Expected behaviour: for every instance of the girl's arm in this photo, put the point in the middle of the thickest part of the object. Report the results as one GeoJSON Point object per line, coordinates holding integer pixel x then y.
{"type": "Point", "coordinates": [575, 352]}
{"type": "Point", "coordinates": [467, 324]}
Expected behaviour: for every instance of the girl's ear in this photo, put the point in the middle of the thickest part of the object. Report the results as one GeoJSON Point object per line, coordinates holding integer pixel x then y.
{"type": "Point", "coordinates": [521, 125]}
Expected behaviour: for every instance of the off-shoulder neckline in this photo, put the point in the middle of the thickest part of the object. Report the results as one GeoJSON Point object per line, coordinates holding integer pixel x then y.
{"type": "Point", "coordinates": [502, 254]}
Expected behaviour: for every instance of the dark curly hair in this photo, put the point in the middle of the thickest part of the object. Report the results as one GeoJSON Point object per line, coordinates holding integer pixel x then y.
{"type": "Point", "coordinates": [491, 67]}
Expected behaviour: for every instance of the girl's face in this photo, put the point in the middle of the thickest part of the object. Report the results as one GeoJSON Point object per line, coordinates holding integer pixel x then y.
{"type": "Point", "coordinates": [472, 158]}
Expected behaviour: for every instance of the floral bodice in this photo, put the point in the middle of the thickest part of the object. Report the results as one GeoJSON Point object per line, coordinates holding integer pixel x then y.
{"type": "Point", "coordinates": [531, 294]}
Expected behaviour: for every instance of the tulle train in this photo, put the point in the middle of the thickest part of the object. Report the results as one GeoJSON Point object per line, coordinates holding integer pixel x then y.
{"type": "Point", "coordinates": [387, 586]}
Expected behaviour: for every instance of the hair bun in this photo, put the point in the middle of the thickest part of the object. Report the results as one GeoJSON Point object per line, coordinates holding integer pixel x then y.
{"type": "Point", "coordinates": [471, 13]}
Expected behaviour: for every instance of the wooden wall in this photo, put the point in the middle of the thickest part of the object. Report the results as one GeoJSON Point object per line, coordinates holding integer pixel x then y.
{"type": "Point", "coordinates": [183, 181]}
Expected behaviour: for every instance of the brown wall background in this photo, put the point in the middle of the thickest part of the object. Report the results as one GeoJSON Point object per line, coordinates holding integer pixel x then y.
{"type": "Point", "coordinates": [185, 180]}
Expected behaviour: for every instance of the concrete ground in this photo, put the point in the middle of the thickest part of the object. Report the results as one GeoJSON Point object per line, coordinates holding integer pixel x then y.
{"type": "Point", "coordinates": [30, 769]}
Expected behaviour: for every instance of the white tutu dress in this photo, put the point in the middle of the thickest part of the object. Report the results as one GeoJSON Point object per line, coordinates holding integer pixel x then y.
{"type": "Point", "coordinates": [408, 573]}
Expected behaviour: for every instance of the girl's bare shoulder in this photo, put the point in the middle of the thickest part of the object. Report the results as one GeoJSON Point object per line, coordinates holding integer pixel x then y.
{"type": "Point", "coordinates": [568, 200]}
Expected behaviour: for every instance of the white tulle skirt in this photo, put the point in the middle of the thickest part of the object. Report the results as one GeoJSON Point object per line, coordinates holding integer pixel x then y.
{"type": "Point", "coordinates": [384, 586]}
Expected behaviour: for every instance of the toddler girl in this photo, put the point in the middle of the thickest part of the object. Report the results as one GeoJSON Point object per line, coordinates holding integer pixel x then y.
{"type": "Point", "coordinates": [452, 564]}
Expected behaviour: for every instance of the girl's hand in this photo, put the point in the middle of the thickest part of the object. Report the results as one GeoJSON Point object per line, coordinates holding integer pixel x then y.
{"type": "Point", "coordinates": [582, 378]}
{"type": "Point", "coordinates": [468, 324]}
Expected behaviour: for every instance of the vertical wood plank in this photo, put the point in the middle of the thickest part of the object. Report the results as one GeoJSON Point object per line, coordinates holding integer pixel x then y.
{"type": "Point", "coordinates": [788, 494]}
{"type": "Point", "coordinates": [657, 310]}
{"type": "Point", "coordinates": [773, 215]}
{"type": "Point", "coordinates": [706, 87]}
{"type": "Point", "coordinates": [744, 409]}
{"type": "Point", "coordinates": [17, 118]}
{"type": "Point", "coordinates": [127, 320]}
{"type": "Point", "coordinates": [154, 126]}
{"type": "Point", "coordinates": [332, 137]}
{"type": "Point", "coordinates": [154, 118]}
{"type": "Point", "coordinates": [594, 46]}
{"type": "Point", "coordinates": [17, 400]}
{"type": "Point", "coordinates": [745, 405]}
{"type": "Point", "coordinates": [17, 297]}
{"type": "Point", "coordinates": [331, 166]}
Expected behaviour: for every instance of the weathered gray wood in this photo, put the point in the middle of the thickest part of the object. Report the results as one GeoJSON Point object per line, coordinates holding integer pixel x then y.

* * * *

An exact reproduction of all the records is required.

## SOLUTION BELOW
Expected behaviour: for every instance of the girl's arm in this photo, put the point in the middle of the thickest part of the object. Report the results as one GeoJSON Point object per line, coordinates holding integer pixel x then y.
{"type": "Point", "coordinates": [575, 352]}
{"type": "Point", "coordinates": [467, 324]}
Expected behaviour: for every instance of the girl's ear in this photo, put the point in the middle of the thickest part of the object. Report the results as one GeoJSON Point object per line, coordinates holding integer pixel x then y.
{"type": "Point", "coordinates": [521, 125]}
Expected behaviour: for every instance of the off-shoulder neckline in this photo, put the point in the middle of the thickest part of the object. Report the results as one GeoJSON Point object per line, coordinates holding integer pixel x then y.
{"type": "Point", "coordinates": [502, 254]}
Expected behaviour: for every instance of the dark curly hair in this photo, put the point in the middle of the thickest part of the object. Report the results as one GeoJSON Point object per line, coordinates holding integer pixel x then y.
{"type": "Point", "coordinates": [491, 67]}
Expected behaviour: for every instance of the girl's face in this photo, put the point in the middle of the thickest part of the object. Report the results as one GeoJSON Point object per line, coordinates holding integer pixel x then y.
{"type": "Point", "coordinates": [472, 158]}
Expected behaviour: for every instance of the floral bodice in this photo, put the point in the middle of the thickest part of the object. Report the results as one GeoJSON Point object per line, coordinates holding integer pixel x then y.
{"type": "Point", "coordinates": [531, 294]}
Expected behaviour: for every instance of the tulle train in this photo, put the point in the middle of the thickest part of the object. Report the results as one GeoJSON Point object per line, coordinates holding integer pixel x then y.
{"type": "Point", "coordinates": [387, 586]}
Expected behaviour: for every instance of the hair bun in this photo, put the point in the middle of the thickest part of the object. Report the results as one GeoJSON Point object per line, coordinates holding integer pixel x then y.
{"type": "Point", "coordinates": [471, 13]}
Expected behaviour: for every instance of the wooden wall in this photo, put the point in the middle of the thickest part of the object. Report the results as one GeoJSON Point object per line, coordinates holding integer pixel x then y.
{"type": "Point", "coordinates": [183, 181]}
Expected behaviour: for every instance of the brown wall background in this photo, put the point in the middle of the thickest part of the object. Report the results as one GeoJSON Point object per line, coordinates holding integer pixel x then y.
{"type": "Point", "coordinates": [185, 180]}
Expected behaviour: for every instance of the concrete ground in this photo, put the point in the middle of the thickest part of the object. Report the results as one GeoJSON Point object per line, coordinates holding integer pixel x then y.
{"type": "Point", "coordinates": [30, 769]}
Expected behaviour: for every instance of the white tutu dress in this photo, put the point in the middle of the thickest part of the object. Report the results as one GeoJSON Point object per line, coordinates holding integer pixel x then y.
{"type": "Point", "coordinates": [408, 573]}
Expected behaviour: for every instance of the girl's bare shoulder in this photo, put the point in the middle of the thickest part of the object. Report the results as one GeoJSON Point object per line, coordinates holding integer pixel x then y.
{"type": "Point", "coordinates": [568, 200]}
Expected behaviour: for every instance of the white tulle skirt in this photo, put the point in the middle of the thickest part of the object. Report the results as one GeoJSON Point object per line, coordinates holding integer pixel x then y.
{"type": "Point", "coordinates": [384, 586]}
Expected behaviour: for every instance of the toddler girl in this photo, put the point in the middle of the thickest part of the object. Report the results as one GeoJSON Point object per line, coordinates holding integer pixel x then y.
{"type": "Point", "coordinates": [452, 564]}
Expected behaviour: for every instance of the girl's hand in this photo, put the point in the middle of the thickest part of the object. Report the results as one GeoJSON Point object per line, coordinates holding integer pixel x then y.
{"type": "Point", "coordinates": [582, 378]}
{"type": "Point", "coordinates": [468, 324]}
Expected behaviour: for every instance of the vertical wood plank in this photo, put the point in the middle of the thickest part of the object. Report the results as one GeoJSON Point object per line, coordinates holding integer pixel x then y.
{"type": "Point", "coordinates": [788, 494]}
{"type": "Point", "coordinates": [657, 310]}
{"type": "Point", "coordinates": [773, 215]}
{"type": "Point", "coordinates": [706, 87]}
{"type": "Point", "coordinates": [744, 409]}
{"type": "Point", "coordinates": [17, 118]}
{"type": "Point", "coordinates": [127, 320]}
{"type": "Point", "coordinates": [154, 126]}
{"type": "Point", "coordinates": [332, 137]}
{"type": "Point", "coordinates": [154, 118]}
{"type": "Point", "coordinates": [594, 46]}
{"type": "Point", "coordinates": [17, 400]}
{"type": "Point", "coordinates": [745, 405]}
{"type": "Point", "coordinates": [17, 297]}
{"type": "Point", "coordinates": [331, 166]}
Expected behaviour: for every instance of the weathered gray wood in this photo, put the point in the middle of the thickest part of the object. Report the results as one GeoJSON Point object per line, coordinates holding integer pixel x then y.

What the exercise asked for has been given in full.